GIVEN INSTRUCTION:
Print the lines below without any change, starting at the line containing "Box the yellow jacket." and ending at the line containing "[[722, 380, 755, 414]]", both included.

═══

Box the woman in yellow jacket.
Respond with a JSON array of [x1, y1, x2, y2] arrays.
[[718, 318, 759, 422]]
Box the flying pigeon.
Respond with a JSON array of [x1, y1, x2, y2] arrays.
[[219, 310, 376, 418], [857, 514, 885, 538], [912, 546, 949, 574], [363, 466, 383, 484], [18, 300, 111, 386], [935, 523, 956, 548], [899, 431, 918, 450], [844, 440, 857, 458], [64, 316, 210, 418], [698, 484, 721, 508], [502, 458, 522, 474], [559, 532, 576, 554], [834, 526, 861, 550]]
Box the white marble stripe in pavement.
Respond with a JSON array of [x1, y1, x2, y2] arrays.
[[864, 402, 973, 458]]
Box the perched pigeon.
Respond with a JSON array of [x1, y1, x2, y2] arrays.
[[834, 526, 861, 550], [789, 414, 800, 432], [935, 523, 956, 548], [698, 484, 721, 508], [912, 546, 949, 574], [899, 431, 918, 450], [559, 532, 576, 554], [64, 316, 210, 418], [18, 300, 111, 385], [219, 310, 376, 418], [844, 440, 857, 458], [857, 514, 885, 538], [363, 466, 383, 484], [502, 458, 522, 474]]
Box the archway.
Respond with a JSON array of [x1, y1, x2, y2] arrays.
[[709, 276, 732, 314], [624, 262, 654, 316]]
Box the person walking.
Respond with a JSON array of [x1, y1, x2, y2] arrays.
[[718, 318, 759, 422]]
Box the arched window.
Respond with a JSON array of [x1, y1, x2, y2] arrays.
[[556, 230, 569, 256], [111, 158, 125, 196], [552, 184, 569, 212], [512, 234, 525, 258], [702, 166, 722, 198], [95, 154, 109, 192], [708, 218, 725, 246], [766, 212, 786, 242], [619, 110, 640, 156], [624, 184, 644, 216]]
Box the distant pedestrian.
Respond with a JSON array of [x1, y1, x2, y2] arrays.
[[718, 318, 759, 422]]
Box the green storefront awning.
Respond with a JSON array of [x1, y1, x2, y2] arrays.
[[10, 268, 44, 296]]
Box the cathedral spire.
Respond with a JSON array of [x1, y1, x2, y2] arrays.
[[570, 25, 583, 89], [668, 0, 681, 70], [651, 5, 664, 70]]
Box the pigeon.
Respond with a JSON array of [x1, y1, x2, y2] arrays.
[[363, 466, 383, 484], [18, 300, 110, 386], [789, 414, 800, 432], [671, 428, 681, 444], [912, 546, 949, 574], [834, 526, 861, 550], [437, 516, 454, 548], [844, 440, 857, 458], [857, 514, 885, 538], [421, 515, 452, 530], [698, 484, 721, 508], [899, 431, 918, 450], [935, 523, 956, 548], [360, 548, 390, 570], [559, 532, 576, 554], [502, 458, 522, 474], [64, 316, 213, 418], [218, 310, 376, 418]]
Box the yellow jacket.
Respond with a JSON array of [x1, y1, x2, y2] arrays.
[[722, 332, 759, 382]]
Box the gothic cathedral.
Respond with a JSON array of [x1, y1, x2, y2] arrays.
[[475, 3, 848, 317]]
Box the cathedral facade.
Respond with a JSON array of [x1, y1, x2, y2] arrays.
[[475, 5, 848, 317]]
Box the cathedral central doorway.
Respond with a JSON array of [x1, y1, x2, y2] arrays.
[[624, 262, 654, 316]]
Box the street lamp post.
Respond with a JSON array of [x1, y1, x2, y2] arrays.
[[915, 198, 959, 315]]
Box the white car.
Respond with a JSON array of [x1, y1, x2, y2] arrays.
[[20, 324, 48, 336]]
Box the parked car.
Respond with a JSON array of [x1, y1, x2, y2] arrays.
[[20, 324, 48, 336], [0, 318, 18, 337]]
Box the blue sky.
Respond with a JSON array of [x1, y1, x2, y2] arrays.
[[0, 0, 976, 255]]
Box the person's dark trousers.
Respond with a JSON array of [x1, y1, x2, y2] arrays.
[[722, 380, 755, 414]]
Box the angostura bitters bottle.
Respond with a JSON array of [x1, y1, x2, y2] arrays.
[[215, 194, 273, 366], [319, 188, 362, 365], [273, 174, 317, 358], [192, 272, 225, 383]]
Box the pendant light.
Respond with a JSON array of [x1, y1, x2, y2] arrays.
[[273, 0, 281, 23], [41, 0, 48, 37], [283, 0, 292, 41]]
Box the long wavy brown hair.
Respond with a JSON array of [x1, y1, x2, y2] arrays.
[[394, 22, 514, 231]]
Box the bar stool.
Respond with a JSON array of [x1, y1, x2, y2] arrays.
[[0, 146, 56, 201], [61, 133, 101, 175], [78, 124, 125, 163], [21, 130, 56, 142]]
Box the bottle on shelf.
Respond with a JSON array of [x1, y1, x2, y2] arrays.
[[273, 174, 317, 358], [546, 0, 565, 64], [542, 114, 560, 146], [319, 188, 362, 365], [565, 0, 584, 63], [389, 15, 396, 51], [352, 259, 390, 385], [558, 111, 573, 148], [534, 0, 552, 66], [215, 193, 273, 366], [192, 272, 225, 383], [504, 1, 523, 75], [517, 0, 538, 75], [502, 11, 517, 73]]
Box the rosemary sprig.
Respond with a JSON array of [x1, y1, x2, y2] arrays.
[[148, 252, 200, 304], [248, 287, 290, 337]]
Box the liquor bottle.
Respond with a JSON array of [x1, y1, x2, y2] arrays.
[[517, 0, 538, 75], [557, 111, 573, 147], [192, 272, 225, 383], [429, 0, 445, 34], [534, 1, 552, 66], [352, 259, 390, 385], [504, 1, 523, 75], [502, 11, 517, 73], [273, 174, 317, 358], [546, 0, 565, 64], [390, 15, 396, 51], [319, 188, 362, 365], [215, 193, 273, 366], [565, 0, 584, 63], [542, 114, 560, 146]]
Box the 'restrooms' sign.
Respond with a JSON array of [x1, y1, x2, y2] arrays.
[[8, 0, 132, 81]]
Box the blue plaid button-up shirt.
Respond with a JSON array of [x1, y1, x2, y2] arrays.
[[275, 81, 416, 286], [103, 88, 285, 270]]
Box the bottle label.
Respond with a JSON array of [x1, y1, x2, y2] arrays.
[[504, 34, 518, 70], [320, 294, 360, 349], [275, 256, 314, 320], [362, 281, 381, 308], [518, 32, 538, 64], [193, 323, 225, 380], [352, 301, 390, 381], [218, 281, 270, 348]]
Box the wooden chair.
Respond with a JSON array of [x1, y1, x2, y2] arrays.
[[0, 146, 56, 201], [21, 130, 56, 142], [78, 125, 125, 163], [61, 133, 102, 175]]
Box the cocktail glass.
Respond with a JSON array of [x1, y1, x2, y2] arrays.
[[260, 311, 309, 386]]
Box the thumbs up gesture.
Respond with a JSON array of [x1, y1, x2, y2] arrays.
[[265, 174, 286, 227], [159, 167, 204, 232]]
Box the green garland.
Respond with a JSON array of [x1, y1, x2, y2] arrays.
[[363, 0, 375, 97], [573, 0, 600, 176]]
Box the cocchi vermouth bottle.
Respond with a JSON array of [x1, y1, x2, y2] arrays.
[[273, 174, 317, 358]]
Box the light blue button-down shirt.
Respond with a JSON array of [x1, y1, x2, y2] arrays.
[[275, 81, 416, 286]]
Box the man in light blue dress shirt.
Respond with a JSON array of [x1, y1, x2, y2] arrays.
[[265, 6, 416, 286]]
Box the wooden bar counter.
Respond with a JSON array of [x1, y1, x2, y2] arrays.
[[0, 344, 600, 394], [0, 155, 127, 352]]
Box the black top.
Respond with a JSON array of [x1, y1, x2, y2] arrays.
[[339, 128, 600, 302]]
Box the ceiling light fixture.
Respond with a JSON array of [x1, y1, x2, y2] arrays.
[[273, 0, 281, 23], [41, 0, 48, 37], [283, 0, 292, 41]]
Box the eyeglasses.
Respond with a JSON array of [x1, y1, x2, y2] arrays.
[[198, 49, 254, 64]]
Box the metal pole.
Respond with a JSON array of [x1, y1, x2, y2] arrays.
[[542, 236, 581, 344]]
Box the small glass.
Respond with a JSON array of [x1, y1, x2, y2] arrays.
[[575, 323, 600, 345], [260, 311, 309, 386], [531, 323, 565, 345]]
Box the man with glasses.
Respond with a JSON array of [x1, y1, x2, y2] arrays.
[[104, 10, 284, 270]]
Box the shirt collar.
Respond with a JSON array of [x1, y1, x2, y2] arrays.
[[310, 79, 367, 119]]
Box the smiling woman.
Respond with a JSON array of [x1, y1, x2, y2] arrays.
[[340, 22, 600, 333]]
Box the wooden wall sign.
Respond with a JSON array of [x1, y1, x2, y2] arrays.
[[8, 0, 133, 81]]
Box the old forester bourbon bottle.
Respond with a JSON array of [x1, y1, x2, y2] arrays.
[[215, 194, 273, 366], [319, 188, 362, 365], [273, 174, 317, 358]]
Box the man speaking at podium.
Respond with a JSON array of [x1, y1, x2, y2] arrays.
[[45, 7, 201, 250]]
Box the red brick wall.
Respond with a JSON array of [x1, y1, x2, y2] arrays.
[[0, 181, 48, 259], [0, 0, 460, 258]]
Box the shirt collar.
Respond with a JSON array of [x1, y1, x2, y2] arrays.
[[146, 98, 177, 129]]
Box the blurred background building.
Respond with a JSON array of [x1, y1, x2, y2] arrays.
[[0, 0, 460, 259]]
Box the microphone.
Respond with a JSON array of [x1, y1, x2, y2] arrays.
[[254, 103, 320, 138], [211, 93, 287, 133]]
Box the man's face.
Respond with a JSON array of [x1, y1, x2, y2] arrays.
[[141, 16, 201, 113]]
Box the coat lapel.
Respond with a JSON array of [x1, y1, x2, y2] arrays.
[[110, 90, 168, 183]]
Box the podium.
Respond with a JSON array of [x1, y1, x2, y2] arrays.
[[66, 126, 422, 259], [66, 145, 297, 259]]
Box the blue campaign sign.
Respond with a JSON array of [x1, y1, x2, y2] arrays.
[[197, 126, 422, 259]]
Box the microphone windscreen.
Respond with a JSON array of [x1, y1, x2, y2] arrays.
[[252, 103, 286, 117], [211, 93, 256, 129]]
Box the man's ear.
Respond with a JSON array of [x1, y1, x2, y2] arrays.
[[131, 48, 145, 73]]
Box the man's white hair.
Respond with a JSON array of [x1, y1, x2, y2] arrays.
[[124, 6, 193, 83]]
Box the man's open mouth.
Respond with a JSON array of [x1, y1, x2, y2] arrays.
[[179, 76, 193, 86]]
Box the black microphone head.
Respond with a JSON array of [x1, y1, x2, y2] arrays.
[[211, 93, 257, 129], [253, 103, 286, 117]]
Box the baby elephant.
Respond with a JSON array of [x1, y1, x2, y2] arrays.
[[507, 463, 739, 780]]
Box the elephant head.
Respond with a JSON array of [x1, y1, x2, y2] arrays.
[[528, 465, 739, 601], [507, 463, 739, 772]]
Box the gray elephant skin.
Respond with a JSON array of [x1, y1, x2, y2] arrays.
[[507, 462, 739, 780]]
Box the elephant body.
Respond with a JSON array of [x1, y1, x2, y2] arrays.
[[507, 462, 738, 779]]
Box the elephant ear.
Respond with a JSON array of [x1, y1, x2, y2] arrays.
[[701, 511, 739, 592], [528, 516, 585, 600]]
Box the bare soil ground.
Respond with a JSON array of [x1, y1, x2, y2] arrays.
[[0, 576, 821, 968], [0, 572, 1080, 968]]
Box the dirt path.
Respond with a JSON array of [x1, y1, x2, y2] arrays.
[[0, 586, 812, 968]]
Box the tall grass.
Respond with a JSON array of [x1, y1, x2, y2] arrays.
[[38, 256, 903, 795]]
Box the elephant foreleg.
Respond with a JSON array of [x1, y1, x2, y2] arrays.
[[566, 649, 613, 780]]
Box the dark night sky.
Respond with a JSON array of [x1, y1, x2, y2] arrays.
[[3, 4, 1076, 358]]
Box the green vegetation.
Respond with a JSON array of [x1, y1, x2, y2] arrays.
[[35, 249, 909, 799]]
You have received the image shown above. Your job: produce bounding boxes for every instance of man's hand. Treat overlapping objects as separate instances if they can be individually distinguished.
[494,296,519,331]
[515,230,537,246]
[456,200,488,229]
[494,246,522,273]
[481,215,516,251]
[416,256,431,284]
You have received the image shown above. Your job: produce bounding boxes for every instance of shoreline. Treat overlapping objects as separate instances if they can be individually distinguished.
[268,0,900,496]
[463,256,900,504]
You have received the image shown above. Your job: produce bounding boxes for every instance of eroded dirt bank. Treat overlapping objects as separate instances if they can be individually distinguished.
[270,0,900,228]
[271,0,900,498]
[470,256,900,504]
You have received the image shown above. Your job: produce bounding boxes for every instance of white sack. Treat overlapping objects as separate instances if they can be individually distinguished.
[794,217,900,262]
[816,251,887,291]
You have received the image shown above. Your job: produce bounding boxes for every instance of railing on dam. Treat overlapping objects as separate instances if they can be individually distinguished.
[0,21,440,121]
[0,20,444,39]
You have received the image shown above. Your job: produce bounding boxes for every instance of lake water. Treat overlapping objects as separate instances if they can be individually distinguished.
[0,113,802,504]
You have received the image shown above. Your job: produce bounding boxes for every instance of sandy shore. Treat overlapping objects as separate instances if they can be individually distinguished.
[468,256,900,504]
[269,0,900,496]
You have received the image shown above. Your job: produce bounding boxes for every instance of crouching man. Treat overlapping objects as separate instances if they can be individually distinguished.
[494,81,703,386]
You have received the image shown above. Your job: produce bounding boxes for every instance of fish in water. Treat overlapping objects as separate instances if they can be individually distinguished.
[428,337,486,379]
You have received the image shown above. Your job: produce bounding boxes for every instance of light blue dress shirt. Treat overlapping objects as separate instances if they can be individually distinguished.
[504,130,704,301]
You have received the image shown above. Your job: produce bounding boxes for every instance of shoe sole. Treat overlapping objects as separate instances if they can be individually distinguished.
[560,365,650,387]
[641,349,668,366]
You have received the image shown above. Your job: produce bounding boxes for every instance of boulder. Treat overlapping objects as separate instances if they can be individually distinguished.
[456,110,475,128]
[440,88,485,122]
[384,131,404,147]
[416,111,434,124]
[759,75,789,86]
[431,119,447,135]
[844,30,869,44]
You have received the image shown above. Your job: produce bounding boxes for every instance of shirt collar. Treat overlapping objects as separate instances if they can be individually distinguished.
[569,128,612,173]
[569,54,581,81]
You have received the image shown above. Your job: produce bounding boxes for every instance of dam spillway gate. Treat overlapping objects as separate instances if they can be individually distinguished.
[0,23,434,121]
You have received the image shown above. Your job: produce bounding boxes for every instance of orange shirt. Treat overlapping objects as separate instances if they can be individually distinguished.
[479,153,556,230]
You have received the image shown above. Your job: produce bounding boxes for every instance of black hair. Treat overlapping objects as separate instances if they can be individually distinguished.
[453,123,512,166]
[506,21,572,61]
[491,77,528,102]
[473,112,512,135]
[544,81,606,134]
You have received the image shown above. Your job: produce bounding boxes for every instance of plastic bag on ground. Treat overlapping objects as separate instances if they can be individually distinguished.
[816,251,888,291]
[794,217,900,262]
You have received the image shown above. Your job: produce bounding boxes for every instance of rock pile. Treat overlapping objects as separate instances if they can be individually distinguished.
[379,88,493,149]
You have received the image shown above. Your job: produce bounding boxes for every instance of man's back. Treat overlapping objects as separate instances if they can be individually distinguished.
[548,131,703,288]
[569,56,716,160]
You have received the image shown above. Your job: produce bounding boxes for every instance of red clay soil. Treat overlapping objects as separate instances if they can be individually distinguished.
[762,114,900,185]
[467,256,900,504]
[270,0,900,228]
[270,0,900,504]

═══

SOLUTION TO THIS TASK:
Box the yellow jacket.
Respond with a JSON array of [x1, y1, x2, y2] arrays.
[[722, 332, 759, 382]]
Box the gothic cathedral.
Respond with a JSON array of [x1, y1, x2, y2] arrays.
[[475, 3, 848, 317]]
Box the cathedral facade.
Respond with a JSON array of [x1, y1, x2, y2] arrays.
[[475, 5, 848, 317]]
Box the cathedral central doorway.
Respond with a JSON array of [x1, y1, x2, y2] arrays.
[[624, 262, 654, 316]]
Box the street lamp post.
Respond with a JSON array of [x1, y1, x2, y2] arrays.
[[915, 198, 959, 315]]
Box the white car.
Respond with a JSON array of [x1, y1, x2, y2] arrays.
[[20, 324, 48, 336]]
Box the parked car.
Respond with a JSON array of [x1, y1, x2, y2] arrays.
[[20, 324, 48, 336], [0, 318, 18, 337]]
Box the blue sky.
Respond with a JSON array of [x1, y1, x2, y2] arrays.
[[0, 0, 976, 255]]
Box the person's dark trousers.
Respond with a JSON array of [x1, y1, x2, y2] arrays.
[[722, 380, 755, 414]]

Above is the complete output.